Extract ::

>> BEGIN

Full gc seems can’t free any garbage any more (Or the garbage produced is as 
fast as gc freed?)
On the other hand, another replication of the collection on another server(the 
collection has two replications)
uses 40% of old generation memory, and doesn’t trigger so many full gc.


Following is the output of eclipse MAT leak suspects:

  Problem Suspect 1

4,741 instances of "org.apache.lucene.index.SegmentCoreReaders", loaded by 
"org.apache.catalina.loader.WebappClassLoader @ 0x67d8ed978" occupy 
3,743,067,520 (64.12%) bytes. These instances are referenced from one instance 
of "java.lang.Object[]", loaded by "<system class loader>"

Keywords
java.lang.Object[]
org.apache.catalina.loader.WebappClassLoader @ 0x67d8ed978
org.apache.lucene.index.SegmentCoreReaders

Details »
  Problem Suspect 2

2,815 instances of "org.apache.lucene.index.StandardDirectoryReader", loaded by 
"org.apache.catalina.loader.WebappClassLoader @ 0x67d8ed978" occupy 970,614,912 
(16.63%) bytes. These instances are referenced from one instance of 
"java.lang.Object[]", loaded by "<system class loader>"

Keywords
java.lang.Object[]
org.apache.catalina.loader.WebappClassLoader @ 0x67d8ed978
org.apache.lucene.index.StandardDirectoryReader

Details »



Class structure in above “Details":

java.lang.Thread @XXX
    <Java Local> java.util.ArrayList @XXXX
        elementData java.lang.Object[3141] @XXXX
            org.apache.lucene.search.FieldCache$CacheEntry @XXXX
            org.apache.lucene.search.FieldCache$CacheEntry @XXXX
            org.apache.lucene.search.FieldCache$CacheEntry @XXXX
            …
a lot of org.apache.lucene.search.FieldCache$CacheEntry (1205 in Suspect 1, 
2785 in Suspect 2)

Does these lots of org.apache.lucene.search.FieldCache$CacheEntry normal?

Thanks.

>> END

Records in a dataset:
>> BEGIN

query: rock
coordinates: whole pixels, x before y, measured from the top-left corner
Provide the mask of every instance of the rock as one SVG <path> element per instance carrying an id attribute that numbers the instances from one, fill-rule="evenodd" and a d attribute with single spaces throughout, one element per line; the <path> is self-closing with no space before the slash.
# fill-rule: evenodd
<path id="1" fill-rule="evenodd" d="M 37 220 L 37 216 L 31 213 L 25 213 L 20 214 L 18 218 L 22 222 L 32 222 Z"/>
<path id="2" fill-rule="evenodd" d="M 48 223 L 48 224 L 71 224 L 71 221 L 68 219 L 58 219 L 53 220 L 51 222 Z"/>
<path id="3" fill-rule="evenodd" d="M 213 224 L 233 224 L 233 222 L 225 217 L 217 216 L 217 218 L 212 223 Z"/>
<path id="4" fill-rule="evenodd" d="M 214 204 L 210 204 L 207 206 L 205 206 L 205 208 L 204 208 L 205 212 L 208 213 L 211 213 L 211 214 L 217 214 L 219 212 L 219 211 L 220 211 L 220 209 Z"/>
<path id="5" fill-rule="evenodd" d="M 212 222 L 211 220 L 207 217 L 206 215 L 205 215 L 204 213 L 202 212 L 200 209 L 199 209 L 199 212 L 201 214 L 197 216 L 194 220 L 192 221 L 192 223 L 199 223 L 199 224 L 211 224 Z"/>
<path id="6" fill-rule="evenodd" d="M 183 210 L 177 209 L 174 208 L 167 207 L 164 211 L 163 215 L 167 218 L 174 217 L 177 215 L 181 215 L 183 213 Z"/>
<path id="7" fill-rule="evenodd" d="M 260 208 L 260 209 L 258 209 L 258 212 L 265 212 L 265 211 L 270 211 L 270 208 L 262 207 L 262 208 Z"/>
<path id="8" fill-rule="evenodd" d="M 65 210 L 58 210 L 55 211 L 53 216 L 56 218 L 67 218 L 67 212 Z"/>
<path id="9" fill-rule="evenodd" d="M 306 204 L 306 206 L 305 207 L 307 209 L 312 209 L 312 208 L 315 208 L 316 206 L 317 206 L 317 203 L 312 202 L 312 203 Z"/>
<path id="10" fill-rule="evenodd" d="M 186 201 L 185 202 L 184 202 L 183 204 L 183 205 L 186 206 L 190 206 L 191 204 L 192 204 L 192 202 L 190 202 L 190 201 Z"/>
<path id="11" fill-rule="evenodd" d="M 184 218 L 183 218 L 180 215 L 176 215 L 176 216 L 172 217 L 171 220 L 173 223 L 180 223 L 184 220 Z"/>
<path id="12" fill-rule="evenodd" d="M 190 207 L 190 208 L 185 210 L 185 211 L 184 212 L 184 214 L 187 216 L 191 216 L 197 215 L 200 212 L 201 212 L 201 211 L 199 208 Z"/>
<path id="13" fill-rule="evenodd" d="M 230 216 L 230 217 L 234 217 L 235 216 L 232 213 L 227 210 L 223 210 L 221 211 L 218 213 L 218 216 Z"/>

>> END

What you will do ::
1) Answer these questions from the Lucene memory post:
(a) What share of old generation memory does the other replication of the collection use?
(b) How many instances of "org.apache.lucene.index.SegmentCoreReaders" are listed under Problem Suspect 1?
(c) How many FieldCache$CacheEntry entries does the post give for Suspect 2?
2) Continue the Lucene memory post from where it stops.
These records are separate material and have no connection to the Lucene memory post.

Answers by task ::
1)
(a) 40%
(b) 4,741
(c) 2785

2)
> 在 2015年12月16日，00:44，Erick Erickson <erickerick...@gmail.com> 写道：
> 
> Rahul's comments were spot on. You can gain more confidence that this
> is normal if if you try attaching a memory reporting program (jconsole
> is one) you'll see the memory grow for quite a while, then garbage
> collection kicks in and you'll see it drop in a sawtooth pattern.
> 
> Best,
> Erick
> 
> On Tue, Dec 15, 2015 at 8:19 AM, zhenglingyun <konghuaru...@163.com> wrote:
>> Thank you very much.
>> I will try reduce the heap memory and check if the memory still keep 
>> increasing or not.
>> 
>>> 在 2015年12月15日，19:37，Rahul Ramesh <rr.ii...@gmail.com> 写道：
>>> 
>>> You should actually decrease solr heap size. Let me explain a bit.
>>> 
>>> Solr requires very less heap memory for its operation and more memory for
>>> storing data in main memory. This is because solr uses mmap for storing the
>>> index files.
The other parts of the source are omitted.